NEOS at Wisconsin: Update on a Decade

Many optimizers are familiar with NEOS (https://neos-server.org), the online service that provides free access to both open source and commercial optimization systems (see Figure 1). NEOS was created in 1996 at Argonne National Laboratory, but since late 2010, its services have been hosted at the University of Wisconsin. Over the last year, more than 2.1 million optimization problems have been solved. This number has steadily increased each year over the past decade, demonstrating a sustained and global impact of optimization in academia and industry.

NEOS has two main components: the Server and the Guide. The NEOS Server provides a collection of optimization solvers for linear programming, mixed-integer programming, nonlinear constrained optimization, second order cone programming, and other problem formats and services. It allows users to submit an instance of a problem in a particular encoding (MPS, AMPL, GAMS, etc.) for solutions on our server farm. The NEOS Guide is a complementary site that provides broad information about optimization and a collection of case studies.

What Exactly is NEOS?

▶ [Set of tasks]
a. Answer these questions using the NEOS update, one answer per line:
(i) In what year and at what institution was NEOS created?
(ii) How many optimization problems were solved over the last year?
(iii) What are the two main components of NEOS?
b. Render the stretch of the listing from its start through the line containing "[358,321,426,335]", including both ends, as a JSON list of strings with one string per line and blank lines omitted.

▶ [Stored records]
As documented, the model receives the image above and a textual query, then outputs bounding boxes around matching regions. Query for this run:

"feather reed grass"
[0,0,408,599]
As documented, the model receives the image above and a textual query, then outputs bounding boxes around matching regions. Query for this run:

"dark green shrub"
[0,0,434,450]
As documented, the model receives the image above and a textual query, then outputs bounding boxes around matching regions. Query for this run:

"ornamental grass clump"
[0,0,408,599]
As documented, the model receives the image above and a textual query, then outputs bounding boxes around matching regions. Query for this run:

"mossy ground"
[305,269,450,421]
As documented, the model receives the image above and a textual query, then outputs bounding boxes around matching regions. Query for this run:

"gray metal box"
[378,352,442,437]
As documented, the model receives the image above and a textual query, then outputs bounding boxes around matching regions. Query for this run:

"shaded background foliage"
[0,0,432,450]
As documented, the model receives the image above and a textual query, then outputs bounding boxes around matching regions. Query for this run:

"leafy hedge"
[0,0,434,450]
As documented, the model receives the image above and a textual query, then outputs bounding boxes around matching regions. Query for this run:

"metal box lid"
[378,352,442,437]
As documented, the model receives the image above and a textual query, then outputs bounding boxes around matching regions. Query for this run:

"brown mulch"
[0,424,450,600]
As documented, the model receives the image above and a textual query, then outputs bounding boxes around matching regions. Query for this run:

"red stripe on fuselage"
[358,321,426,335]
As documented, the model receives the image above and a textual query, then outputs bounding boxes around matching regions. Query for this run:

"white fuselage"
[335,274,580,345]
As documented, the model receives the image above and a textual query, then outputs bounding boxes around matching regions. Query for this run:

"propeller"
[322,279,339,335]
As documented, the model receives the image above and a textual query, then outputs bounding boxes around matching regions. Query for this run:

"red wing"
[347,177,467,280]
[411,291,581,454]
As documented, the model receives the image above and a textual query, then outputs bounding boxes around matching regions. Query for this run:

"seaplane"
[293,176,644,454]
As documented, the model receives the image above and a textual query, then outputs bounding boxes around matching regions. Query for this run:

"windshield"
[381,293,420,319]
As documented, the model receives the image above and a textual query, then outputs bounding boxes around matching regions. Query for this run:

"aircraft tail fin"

▶ [Solutions to the problems]
a.
(i) NEOS was created in 1996 at Argonne National Laboratory.
(ii) More than 2.1 million optimization problems were solved.
(iii) The two main components are the Server and the Guide.

b.
[
  "As documented, the model receives the image above and a textual query, then outputs bounding boxes around matching regions. Query for this run:",
  "\"feather reed grass\"",
  "[0,0,408,599]",
  "As documented, the model receives the image above and a textual query, then outputs bounding boxes around matching regions. Query for this run:",
  "\"dark green shrub\"",
  "[0,0,434,450]",
  "As documented, the model receives the image above and a textual query, then outputs bounding boxes around matching regions. Query for this run:",
  "\"ornamental grass clump\"",
  "[0,0,408,599]",
  "As documented, the model receives the image above and a textual query, then outputs bounding boxes around matching regions. Query for this run:",
  "\"mossy ground\"",
  "[305,269,450,421]",
  "As documented, the model receives the image above and a textual query, then outputs bounding boxes around matching regions. Query for this run:",
  "\"gray metal box\"",
  "[378,352,442,437]",
  "As documented, the model receives the image above and a textual query, then outputs bounding boxes around matching regions. Query for this run:",
  "\"shaded background foliage\"",
  "[0,0,432,450]",
  "As documented, the model receives the image above and a textual query, then outputs bounding boxes around matching regions. Query for this run:",
  "\"leafy hedge\"",
  "[0,0,434,450]",
  "As documented, the model receives the image above and a textual query, then outputs bounding boxes around matching regions. Query for this run:",
  "\"metal box lid\"",
  "[378,352,442,437]",
  "As documented, the model receives the image above and a textual query, then outputs bounding boxes around matching regions. Query for this run:",
  "\"brown mulch\"",
  "[0,424,450,600]",
  "As documented, the model receives the image above and a textual query, then outputs bounding boxes around matching regions. Query for this run:",
  "\"red stripe on fuselage\"",
  "[358,321,426,335]"
]